Исходный текст
====
Дано было обетование Аврааму или семени его, что будет он или оно наследником миру. В силу чего дано это обетование? В силу ли верности Авраама закону, или в силу веры его? — Не законом обетование, а правдою веры. Закона тогда еще не было. Обрезание, которое есть дверь в подзаконность, хотя началось тогда, но ему предшествовала вера и собою определяла значение его. Обетование дано вере, и обрезание, служа знамением веры, служит знамением обетования. Но если обрезание сюда ничего не привнесло, тем паче закон, бывший гораздо после обрезания. Итак, обетование дано в силу веры.
В чем существо обетования? — Еже быти ему наследнику мирови, — то есть что он или семя его наследует мир, иначе, что весь мир будет свой ему. Само собою разумеется, что это свойство не могло быть плотское, но духовное. В чем же оно? Это надо объяснять из слов обетования: благословятся о тебе и семени твоем все языки. Наследие миру то же, что сие благословение всех народов. Но самое сие благословение что есть? Если станем вниманием о страну (О страну — здесь: рядом, напротив) Авраама в момент обетования, сила его для нас будет не так ясна: видно, что обещается нечто великое и светлое, но что такое, не так ясно. Если же взглянем на то, как оно исполнилось, все будет ясно. Семя Авраама — Христос Спаситель мира. В Нем все силы к животу, благочестию и вечному блаженству. Разлияние из Него сих сил на мир есть благословение о Нем. Сочетаваются с Ним народы и почерпают из Него сие благословение. Но, сочетаваясь с Ним, они становятся свои Ему, а чрез Него свои и Аврааму, коего семя по плоти есть Христос Господь. Вот что есть Авраамово наследство миру, или благословение о Нем народов. Но в силу чего так все устрояется? В силу веры. Обетование дано вере, и исполняется оно тоже действием веры. Ибо сочетаваются с Господом Спасителем и благословение от Него принимают только верою. Чрез нее, выходит, и стал Авраам отцом всех верующих, благословителем народов и наследником мира. Так ясно для нас, отселе смотрящих, обетование, данное Аврааму. В силу таких понятий ясным его представить имел в виду и святой Павел. Он говорил как бы: верою Авраам удостоился великого обетования, верою оно ныне и в исполнение приводится. Почему вам, иудеи, не следует примешивать сюда своего закона.
Но иудеи могли возражать: это ты так превратно представляешь дело; надлежит же понимать его так: обетование получил Авраам, праотец наш, точно, за веру, — но потом пришел закон, и исполнение обетования должно зависеть от подзаконности. В круг обетования Авраамова могут входить только те, которые примут закон и подчинятся ему. — На это отвечает Апостол: о, нет! этим вы разоряете обетование.
====
Задание 1
Как передать суть текста об обетовании Аврааму ровно в двух предложениях?
Задание 2
Продолжите текст об обетовании Аврааму, начав сразу после его последней фразы.
====
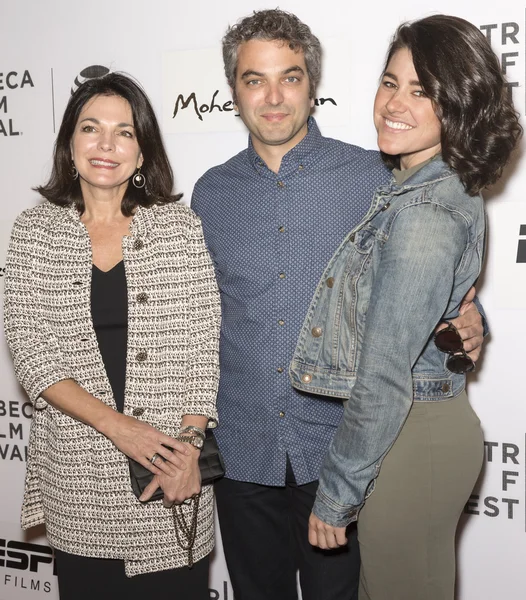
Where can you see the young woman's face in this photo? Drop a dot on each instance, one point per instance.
(403, 115)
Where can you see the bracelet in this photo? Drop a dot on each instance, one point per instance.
(192, 429)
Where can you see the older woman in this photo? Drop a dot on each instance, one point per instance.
(112, 316)
(409, 448)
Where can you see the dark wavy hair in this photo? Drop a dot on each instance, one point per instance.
(460, 73)
(278, 25)
(63, 190)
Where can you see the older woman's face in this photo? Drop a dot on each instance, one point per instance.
(104, 146)
(403, 115)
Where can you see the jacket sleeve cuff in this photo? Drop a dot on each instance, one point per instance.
(485, 325)
(333, 514)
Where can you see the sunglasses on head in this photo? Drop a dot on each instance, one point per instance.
(448, 340)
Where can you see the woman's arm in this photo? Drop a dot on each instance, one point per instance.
(202, 369)
(411, 290)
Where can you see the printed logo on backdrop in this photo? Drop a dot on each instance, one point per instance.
(196, 97)
(15, 418)
(12, 84)
(507, 39)
(501, 498)
(91, 72)
(506, 264)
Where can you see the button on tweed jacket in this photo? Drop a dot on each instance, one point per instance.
(77, 482)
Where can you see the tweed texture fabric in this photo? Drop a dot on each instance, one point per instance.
(77, 482)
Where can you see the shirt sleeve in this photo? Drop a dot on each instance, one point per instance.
(410, 292)
(36, 353)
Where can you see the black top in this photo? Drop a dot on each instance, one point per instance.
(109, 311)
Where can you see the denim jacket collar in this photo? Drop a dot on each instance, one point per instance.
(433, 172)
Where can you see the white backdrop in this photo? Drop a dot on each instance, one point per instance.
(173, 49)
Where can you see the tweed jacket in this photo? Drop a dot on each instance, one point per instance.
(77, 482)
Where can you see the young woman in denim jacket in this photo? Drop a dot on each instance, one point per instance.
(447, 126)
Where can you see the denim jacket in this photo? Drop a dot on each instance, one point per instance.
(368, 333)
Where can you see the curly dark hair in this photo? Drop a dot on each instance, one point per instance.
(460, 73)
(63, 190)
(276, 25)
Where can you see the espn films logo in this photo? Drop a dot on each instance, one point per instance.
(26, 560)
(521, 249)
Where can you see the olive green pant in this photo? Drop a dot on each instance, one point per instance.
(407, 527)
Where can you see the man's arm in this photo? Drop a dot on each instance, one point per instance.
(471, 324)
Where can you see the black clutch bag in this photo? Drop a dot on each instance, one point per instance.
(211, 466)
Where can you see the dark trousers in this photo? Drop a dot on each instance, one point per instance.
(83, 578)
(265, 538)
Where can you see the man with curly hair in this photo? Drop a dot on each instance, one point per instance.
(273, 216)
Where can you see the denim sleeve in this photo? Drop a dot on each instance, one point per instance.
(411, 289)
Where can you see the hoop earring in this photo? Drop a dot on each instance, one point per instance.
(139, 180)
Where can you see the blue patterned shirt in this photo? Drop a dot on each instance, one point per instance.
(270, 236)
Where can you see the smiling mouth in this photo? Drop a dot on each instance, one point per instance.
(398, 125)
(274, 116)
(103, 163)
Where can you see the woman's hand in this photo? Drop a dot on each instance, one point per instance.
(325, 536)
(469, 325)
(181, 485)
(142, 442)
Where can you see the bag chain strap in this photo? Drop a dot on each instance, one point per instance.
(183, 530)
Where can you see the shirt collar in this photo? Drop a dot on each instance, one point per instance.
(301, 154)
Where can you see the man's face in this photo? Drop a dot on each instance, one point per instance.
(272, 93)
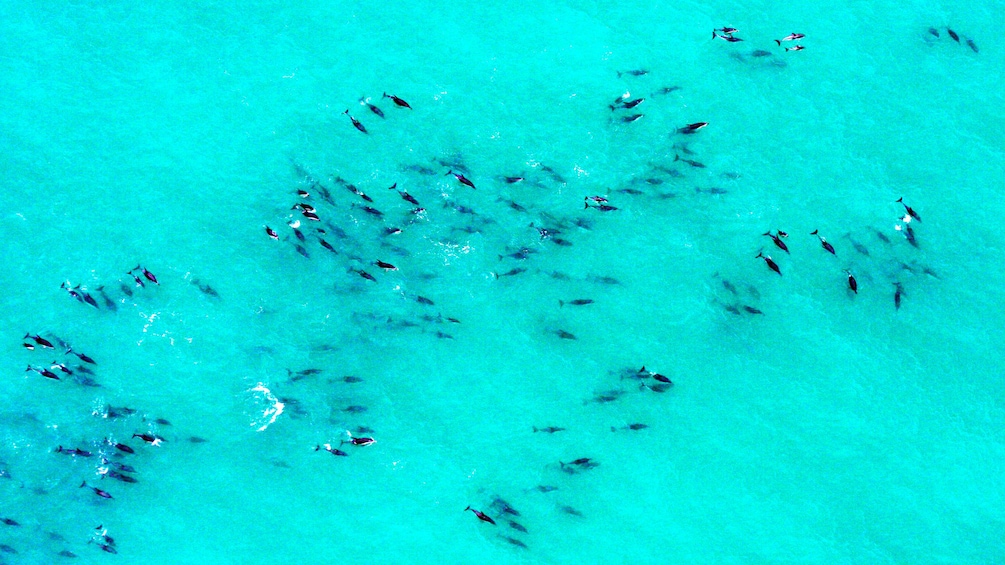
====
Ответ 1
Обетование быть наследником миру дано Аврааму не законом, которого тогда еще не было, а правдою веры, и обрезание служит лишь знамением этой веры. Наследие миру есть благословение всех народов о семени Авраама, то есть о Христе, и принимается оно только верою, поэтому иудеям не следует примешивать сюда своего закона.

Ответ 2
Стих 14. Аще бо сущии от закона, наследницы, испразднися вера, и разорися обетование.
Это можно понимать двояко: и в отношении к дарованию обетования, и в отношении к исполнению его. В первом отношении так: дано обетование вере; вера, следовательно, так связана с обетованием, что, коль скоро устранит кто веру, уничтожает самое обетование. Если теперь, по-вашему, вся сила в законе; то вы устраняете веру, упраздняете силу ее и значение. Но, упраздняя силу ее, вы тем самым разоряете обетование, которое после сего останется без основы.
Во втором отношении так: дано обетование вере; верою должно быть условливаемо и исполнение его. Существо обетования состоит в том, что чрез исшедшее из чресл Авраама Семя разольется благословение на все народы, имеющие уверовать в сие Семя. Условие участия в сем благословении — вера. Она делает наследниками благ, обетованных Аврааму. Но если вы поставите условием сего причастия благословению, вместо веры, — закон, то вы пресечете возможность такого причастия благословению. Ибо благословение есть плод благоволения; где нет благоволения, там невозможно и благословение. Но закон гнев соделывает и, следовательно, отстраняет благословение; если отстраняет благословение, то разоряет обетование. Обетование при законе неисполнимо. Вот что выходит из вашей ревности по закону! Упраздняя веру, вы разоряете обетование.
Стих 15. Закон бо гнев соделовает: идеже бо несть закона, (ту) ни преступления.
Где закон, там преступление; где преступление, там гнев карающий; где карающий гнев, там пресекается благословение; а пресечением благословения разоряется обетование. Следовательно, устраняя веру и выставляя закон, вы разоряете обетование. Если подзаконные — наследники, испразднися вера, разорися обетование.
Такое умозаключение ясно и определенно; но не совсем ясно, как закон гнев соделывает, когда, давая закон, Бог засвидетельствовал, что если народ будет верен Ему, то приимет благословение и будет наслаждаться обилием благ, и временных и вечных. Святой Апостол, хотя и приложил в основание сему положению то, что, где нет закона, там нет преступления, или, что с законом связано преступление, поводом ли только он к нему служит или прямою его причиною, давая доразуметь: а где преступление, там гнев; но и это самое, что закон подает повод или ведет к преступлению, не совсем понятно. Ибо закон дан, чтобы все видели, как должно действовать, чтоб действовали праведно и, следовательно, были чужды преступления, а не с тем, чтоб вводить в преступление.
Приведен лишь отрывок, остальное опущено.